* **Texto de referência**:
* * * * * * *

JC – Frequentava o Cineclube Dom Vital, acho que tinha passado Cinco Vezes Favela, e quem apresentava era o Maurice Capovilla. Dois dias depois, cruzei com ele na R. Direita. Caminhei vinte metros e pensei: “preciso falar com esse cara”. Falei com ele, me apresentei, disse que havia ficado muito empolgado, e que queria muito fazer cinema e não sabia por onde começar. Ele pensou um pouquinho e me perguntou: “Você carrega um tripé?” (risos). Foi assim que comecei em cinema, carregando tripé, em um filme maravilhoso, que era uma coisa nova em termos de atitude, que é a produção do Thomaz Farkas. Acho que estive muitas vezes nos lugares certos e nos momentos certos, não que tenha aproveitado tudo isso para mim – talvez até menos do que gostaria. Eles estavam fazendo Os Subterrâneos do Futebol [dirigido pelo Capovilla], no Pacaembu. Estava lá o Waldemar Lima, diretor de fotografia. Eles ficavam combinando onde seria cada tomada, um ficava lá em cima e o outro embaixo. Quando se acertavam: “Tripééé!” Lá ia eu carregando aquele tripé de câmera 16mm, super pesado. Chegava eu lá em cima, ele olhava e dizia: “não, acho que fica mais legal do tobogã”. Lá ia eu subir mais não sei quanto com aquele peso nas costas (risos). Fui lá receber o dinheiro na Fotóptica, que era do Farkas, e lá tinha um anúncio de vaga de datilógrafo (risos). Perguntei para quê era. Disseram que era um sujeito que ia fazer um filme que tinha muitas horas de material gravado e precisava de alguém que colocasse o fone no ouvido e transcrevesse todo o conteúdo. Me candidatei. O filme era Viramundo e o diretor o Geraldo Sarno. Não tenho culpa se foi assim que aconteceu. O teatro, o cinema, a TV, as artes cênicas, são as que me atraíram.

Z – Em Viramundo, você é creditado com assistente de direção. Como passou de datilógrafo a assistente?

JC – Porque não fui só datilógrafo, acabei fazendo o filme todinho. A bem da verdade, hoje seria quase um corroterista ou um colaborador de roteiro. Mas isso não quer dizer nada. Meu orgulho de ter feito é maior do que isso. Lá, generosamente, aprendi muito mais do que qualquer outra coisa. Mas quebrei muito pau com o Geraldo e tem duas sequencias do filme que eu coloquei. Porque o pessoal que ele pegava era gente tudo boazinha. Peguei dois caras: um traficante da favela do Vergueiro (que ele não usou) e um pastor evangélico gay.

Z – Como era trabalhar com Sarno?

* * * * * * *

* **Dados fornecidos**:
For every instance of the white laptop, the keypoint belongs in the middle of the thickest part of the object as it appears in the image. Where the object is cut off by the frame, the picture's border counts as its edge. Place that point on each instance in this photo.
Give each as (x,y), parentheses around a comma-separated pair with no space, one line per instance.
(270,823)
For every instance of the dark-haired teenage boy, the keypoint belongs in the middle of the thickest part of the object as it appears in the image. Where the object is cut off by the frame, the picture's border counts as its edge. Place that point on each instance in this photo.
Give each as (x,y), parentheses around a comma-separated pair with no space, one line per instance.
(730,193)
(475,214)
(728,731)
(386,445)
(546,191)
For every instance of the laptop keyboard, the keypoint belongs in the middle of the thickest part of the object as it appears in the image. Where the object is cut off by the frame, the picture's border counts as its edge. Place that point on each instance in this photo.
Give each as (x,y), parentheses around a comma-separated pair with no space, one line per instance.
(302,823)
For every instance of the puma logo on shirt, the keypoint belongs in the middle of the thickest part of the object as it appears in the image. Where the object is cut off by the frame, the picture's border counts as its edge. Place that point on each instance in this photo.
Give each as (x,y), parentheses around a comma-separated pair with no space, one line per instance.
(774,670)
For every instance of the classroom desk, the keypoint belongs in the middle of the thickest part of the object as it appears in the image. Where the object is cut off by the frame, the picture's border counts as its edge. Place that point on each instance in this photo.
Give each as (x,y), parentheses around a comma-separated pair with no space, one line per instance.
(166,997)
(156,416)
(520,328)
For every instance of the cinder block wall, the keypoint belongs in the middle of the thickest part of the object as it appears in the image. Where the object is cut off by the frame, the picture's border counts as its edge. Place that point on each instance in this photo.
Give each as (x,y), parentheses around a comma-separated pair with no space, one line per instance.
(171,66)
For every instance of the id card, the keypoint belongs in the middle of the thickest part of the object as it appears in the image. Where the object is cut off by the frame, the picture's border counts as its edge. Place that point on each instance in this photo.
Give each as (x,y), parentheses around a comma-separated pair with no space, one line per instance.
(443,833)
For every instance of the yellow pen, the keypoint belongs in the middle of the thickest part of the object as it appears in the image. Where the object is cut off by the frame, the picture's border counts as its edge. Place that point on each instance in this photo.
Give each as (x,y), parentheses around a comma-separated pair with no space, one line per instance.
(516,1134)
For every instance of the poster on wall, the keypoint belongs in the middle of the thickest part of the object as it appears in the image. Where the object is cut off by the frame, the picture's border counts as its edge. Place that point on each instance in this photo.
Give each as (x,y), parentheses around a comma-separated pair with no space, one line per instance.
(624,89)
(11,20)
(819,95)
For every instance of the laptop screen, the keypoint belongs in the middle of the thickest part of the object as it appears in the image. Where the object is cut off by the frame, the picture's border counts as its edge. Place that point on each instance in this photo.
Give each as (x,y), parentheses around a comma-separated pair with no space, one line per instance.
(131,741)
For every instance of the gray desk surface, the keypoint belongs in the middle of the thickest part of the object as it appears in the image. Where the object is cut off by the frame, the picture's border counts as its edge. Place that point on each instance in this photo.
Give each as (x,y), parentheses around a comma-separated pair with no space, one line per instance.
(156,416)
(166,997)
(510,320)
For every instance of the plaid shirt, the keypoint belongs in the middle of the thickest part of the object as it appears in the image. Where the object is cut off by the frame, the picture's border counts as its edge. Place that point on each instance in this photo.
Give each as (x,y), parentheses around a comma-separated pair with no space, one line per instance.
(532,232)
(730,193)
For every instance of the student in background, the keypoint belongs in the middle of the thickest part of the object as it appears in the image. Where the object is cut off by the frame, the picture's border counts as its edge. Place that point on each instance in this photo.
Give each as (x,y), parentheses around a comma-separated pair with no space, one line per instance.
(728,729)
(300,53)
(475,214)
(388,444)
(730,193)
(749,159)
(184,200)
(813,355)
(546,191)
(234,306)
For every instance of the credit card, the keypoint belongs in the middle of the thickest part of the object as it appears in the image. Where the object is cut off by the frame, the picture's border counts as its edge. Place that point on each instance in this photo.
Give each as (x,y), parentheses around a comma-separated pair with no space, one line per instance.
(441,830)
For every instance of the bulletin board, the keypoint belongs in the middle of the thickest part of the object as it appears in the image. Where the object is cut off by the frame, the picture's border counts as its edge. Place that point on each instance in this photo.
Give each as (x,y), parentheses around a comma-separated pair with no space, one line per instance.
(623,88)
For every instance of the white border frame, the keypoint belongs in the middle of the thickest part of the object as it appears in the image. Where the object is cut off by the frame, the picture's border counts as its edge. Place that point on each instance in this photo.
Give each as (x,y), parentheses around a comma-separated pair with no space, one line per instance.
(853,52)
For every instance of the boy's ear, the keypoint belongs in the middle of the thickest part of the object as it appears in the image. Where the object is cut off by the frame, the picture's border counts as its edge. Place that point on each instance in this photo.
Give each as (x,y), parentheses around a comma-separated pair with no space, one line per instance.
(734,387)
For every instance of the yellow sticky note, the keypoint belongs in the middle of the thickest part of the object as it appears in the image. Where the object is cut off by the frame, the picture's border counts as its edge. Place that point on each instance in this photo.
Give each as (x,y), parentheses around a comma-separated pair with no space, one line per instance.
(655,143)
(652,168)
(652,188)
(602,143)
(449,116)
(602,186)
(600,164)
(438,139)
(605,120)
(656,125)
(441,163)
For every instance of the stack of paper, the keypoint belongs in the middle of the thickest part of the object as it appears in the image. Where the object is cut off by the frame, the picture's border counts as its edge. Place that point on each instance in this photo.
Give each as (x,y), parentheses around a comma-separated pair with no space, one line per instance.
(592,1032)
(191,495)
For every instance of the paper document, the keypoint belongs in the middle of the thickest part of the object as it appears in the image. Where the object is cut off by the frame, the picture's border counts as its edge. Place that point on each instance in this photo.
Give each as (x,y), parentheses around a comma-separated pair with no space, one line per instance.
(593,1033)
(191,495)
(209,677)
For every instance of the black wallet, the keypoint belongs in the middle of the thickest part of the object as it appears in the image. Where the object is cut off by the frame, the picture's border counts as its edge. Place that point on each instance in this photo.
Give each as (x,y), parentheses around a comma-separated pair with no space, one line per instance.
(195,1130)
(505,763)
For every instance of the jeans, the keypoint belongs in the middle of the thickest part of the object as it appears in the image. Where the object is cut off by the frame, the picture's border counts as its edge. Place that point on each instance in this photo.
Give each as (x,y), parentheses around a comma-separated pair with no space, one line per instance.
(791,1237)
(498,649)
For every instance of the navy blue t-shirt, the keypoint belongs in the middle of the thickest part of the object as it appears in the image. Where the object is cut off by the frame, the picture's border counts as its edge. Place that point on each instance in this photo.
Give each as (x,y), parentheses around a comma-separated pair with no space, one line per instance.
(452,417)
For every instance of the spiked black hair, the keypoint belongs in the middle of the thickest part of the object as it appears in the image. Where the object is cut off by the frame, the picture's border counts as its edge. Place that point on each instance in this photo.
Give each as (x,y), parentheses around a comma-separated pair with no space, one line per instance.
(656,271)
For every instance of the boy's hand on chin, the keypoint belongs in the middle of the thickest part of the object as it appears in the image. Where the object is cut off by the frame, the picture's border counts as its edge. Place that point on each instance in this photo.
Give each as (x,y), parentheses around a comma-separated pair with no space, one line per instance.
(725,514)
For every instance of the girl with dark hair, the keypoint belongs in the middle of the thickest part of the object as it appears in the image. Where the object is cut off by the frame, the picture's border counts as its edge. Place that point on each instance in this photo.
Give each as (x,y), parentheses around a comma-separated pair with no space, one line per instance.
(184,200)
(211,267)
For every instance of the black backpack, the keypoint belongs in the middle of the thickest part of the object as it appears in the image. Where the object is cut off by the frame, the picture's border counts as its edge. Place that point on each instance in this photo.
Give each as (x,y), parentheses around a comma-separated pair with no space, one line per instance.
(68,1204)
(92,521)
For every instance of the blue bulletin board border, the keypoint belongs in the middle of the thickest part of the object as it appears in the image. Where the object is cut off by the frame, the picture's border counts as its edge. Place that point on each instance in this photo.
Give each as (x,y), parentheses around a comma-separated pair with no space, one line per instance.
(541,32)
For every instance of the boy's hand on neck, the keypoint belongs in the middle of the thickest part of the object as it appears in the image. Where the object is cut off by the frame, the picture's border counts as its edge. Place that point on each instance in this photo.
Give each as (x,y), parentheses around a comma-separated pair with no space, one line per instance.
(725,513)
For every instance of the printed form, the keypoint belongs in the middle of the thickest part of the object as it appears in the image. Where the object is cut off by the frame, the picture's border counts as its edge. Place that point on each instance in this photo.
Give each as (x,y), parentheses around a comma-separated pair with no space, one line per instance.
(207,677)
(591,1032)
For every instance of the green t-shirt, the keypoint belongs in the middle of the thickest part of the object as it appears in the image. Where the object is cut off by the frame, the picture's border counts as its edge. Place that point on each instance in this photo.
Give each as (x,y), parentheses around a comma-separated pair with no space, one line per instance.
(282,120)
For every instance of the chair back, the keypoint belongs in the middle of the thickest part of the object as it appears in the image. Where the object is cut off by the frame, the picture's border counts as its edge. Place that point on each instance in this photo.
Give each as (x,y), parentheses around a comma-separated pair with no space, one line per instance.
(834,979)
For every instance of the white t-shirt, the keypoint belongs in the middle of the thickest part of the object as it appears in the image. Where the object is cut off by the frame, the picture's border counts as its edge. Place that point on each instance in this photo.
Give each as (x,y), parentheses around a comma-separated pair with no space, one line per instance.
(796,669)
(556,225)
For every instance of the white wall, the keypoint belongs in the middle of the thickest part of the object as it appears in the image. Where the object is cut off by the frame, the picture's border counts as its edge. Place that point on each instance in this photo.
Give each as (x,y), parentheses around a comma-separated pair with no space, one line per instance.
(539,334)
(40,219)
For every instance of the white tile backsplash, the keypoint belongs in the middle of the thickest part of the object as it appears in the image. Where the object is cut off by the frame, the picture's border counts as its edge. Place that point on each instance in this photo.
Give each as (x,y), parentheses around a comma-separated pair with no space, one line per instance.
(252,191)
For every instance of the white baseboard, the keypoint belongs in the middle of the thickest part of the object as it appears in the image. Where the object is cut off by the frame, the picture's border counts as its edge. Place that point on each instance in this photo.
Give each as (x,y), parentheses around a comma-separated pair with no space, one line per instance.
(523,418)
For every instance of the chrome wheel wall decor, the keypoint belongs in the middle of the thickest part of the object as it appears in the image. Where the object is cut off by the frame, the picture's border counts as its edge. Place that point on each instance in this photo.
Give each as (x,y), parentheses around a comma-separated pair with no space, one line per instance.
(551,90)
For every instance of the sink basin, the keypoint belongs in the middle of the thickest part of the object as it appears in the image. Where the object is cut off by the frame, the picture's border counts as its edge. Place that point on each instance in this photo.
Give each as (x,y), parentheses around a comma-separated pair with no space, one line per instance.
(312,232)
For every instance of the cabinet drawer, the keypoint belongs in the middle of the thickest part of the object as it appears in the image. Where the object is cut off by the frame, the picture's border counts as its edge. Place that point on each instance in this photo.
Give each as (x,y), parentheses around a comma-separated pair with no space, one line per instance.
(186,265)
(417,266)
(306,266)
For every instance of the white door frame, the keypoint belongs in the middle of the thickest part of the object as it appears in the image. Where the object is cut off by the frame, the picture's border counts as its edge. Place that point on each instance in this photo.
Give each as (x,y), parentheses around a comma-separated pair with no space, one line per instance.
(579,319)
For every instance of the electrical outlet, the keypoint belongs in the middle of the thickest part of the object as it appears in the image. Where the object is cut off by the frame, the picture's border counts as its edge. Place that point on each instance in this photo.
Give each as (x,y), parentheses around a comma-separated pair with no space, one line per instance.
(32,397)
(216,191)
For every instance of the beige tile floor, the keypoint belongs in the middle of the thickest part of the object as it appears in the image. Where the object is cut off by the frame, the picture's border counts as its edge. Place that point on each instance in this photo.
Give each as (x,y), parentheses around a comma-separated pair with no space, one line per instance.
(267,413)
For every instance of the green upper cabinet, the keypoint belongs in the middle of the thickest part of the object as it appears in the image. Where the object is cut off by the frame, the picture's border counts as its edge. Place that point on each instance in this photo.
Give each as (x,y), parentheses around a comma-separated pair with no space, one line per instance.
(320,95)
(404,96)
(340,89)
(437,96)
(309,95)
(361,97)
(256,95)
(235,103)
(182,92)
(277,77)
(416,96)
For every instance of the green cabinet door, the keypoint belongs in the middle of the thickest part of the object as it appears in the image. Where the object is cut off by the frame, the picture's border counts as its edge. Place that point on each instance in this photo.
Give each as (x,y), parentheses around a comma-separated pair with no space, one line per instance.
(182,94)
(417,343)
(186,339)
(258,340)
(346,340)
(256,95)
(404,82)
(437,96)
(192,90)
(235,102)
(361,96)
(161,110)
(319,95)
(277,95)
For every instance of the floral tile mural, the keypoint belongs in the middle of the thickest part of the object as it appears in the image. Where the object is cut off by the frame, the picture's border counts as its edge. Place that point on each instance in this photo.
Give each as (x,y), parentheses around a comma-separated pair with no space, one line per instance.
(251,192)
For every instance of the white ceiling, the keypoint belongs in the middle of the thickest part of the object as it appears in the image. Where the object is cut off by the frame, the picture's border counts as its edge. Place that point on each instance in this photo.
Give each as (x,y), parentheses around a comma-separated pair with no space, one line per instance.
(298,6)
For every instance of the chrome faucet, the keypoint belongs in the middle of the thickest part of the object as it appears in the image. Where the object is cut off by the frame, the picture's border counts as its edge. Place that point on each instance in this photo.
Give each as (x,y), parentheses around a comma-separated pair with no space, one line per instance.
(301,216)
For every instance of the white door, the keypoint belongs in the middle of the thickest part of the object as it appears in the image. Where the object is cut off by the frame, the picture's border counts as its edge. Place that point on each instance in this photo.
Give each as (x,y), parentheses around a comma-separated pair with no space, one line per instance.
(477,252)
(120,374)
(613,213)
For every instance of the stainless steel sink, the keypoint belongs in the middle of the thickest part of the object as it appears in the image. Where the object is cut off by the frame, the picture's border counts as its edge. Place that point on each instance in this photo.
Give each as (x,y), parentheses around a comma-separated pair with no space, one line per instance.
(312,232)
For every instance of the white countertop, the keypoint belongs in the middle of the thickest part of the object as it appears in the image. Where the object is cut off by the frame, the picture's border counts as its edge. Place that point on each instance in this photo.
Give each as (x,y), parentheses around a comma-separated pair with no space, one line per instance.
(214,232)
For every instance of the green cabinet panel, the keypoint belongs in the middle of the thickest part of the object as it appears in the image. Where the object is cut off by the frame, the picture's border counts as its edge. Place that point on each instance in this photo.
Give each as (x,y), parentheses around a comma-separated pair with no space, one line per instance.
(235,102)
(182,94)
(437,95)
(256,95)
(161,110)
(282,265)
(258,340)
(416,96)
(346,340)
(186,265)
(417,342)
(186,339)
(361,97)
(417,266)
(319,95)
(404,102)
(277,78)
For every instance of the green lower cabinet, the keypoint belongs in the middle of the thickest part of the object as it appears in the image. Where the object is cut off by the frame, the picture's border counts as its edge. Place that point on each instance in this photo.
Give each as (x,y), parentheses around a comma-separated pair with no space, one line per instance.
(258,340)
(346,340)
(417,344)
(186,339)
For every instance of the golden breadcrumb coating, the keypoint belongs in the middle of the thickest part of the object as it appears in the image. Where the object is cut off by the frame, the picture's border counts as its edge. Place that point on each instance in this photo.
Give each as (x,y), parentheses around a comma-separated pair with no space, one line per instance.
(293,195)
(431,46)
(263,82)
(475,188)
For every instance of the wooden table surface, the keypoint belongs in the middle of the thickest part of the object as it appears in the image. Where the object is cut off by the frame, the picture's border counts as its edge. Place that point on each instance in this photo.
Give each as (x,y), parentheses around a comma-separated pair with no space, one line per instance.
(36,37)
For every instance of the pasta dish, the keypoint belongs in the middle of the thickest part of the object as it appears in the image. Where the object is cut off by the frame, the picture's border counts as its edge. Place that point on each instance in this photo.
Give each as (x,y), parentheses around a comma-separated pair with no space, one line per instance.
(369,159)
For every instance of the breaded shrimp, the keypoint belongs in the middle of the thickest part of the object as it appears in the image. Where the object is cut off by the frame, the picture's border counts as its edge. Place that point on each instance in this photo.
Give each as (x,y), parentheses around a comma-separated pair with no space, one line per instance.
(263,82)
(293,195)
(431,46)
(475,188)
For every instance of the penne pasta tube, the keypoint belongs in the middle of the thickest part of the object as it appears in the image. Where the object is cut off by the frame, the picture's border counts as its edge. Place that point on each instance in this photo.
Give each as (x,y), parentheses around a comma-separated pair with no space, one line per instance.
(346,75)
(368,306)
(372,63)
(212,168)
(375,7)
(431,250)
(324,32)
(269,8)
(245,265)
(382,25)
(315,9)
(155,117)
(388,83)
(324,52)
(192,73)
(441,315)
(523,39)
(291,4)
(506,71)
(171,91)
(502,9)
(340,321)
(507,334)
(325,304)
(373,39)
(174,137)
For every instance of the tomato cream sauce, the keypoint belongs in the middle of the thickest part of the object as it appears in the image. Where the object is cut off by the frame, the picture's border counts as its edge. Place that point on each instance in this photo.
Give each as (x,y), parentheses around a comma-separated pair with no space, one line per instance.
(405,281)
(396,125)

* * * * * * *

* **Tarefas**:
1. Responda com base na entrevista:
(a) Quem apresentava a sessão no Cineclube Dom Vital?
(b) Em que local eram feitas as filmagens de Os Subterrâneos do Futebol?
(c) Quais duas pessoas o entrevistado diz ter levado para Viramundo?
2. Reproduza literalmente o trecho da entrevista que se inicia com as palavras "JC – Porque" e se encerra com "pastor evangélico gay.".
Baseie-se exclusivamente na entrevista.

* **Respostas**:
1.
(a) Maurice Capovilla.
(b) No Pacaembu.
(c) Um traficante da favela do Vergueiro e um pastor evangélico gay.

2.
JC – Porque não fui só datilógrafo, acabei fazendo o filme todinho. A bem da verdade, hoje seria quase um corroterista ou um colaborador de roteiro. Mas isso não quer dizer nada. Meu orgulho de ter feito é maior do que isso. Lá, generosamente, aprendi muito mais do que qualquer outra coisa. Mas quebrei muito pau com o Geraldo e tem duas sequencias do filme que eu coloquei. Porque o pessoal que ele pegava era gente tudo boazinha. Peguei dois caras: um traficante da favela do Vergueiro (que ele não usou) e um pastor evangélico gay.